## SET TASK
Format the lines below as a JSON list of strings, with one string per line and any blank lines omitted.

##### DATA TO USE #####

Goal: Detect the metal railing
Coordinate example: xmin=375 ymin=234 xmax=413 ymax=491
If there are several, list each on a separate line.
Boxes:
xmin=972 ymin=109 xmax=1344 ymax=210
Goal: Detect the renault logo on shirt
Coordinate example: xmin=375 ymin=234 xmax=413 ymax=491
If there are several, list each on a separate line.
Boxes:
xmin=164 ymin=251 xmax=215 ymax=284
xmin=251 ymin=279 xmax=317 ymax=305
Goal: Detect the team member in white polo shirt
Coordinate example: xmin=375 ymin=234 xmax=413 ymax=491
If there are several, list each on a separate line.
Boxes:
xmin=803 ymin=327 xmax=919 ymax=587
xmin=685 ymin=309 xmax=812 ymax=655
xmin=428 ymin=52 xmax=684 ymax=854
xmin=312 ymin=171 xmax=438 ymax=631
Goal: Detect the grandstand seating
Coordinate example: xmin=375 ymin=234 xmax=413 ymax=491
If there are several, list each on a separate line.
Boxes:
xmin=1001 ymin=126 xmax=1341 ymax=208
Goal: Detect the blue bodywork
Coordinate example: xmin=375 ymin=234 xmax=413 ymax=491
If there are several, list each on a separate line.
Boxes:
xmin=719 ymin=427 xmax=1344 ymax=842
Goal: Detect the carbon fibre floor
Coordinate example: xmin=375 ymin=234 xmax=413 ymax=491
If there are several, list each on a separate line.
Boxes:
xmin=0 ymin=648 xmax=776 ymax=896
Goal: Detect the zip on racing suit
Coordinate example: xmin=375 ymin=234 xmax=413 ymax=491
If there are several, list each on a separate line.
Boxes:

#####

## THE SOLUTION
[
  "Goal: Detect the metal railing",
  "Coordinate example: xmin=375 ymin=234 xmax=413 ymax=491",
  "If there are several, list each on a separate line.",
  "Boxes:",
  "xmin=972 ymin=109 xmax=1344 ymax=210",
  "Goal: Detect the renault logo on shirt",
  "Coordinate example: xmin=375 ymin=234 xmax=413 ymax=491",
  "If there are several, list each on a separate line.",
  "Boxes:",
  "xmin=164 ymin=251 xmax=215 ymax=284",
  "xmin=251 ymin=279 xmax=317 ymax=305",
  "Goal: Detect the team member in white polo shirt",
  "Coordinate example: xmin=375 ymin=234 xmax=413 ymax=491",
  "If there are several, list each on a separate line.",
  "Boxes:",
  "xmin=803 ymin=327 xmax=919 ymax=587",
  "xmin=685 ymin=309 xmax=812 ymax=655",
  "xmin=428 ymin=52 xmax=684 ymax=854",
  "xmin=312 ymin=171 xmax=438 ymax=631",
  "Goal: Detect the grandstand seating",
  "Coordinate example: xmin=375 ymin=234 xmax=413 ymax=491",
  "If there are several, list each on a separate line.",
  "Boxes:",
  "xmin=1001 ymin=126 xmax=1341 ymax=208",
  "Goal: Detect the blue bodywork",
  "Coordinate example: xmin=375 ymin=234 xmax=413 ymax=491",
  "If there are several, list each on a separate line.",
  "Boxes:",
  "xmin=719 ymin=427 xmax=1344 ymax=842",
  "Goal: Detect the carbon fibre floor",
  "Coordinate example: xmin=375 ymin=234 xmax=413 ymax=491",
  "If there are several, list each on a separate line.",
  "Boxes:",
  "xmin=0 ymin=648 xmax=776 ymax=896",
  "Goal: Detect the zip on racing suit",
  "Coordinate example: xmin=375 ymin=234 xmax=413 ymax=491",
  "If there are several, list each on a separate line.",
  "Boxes:"
]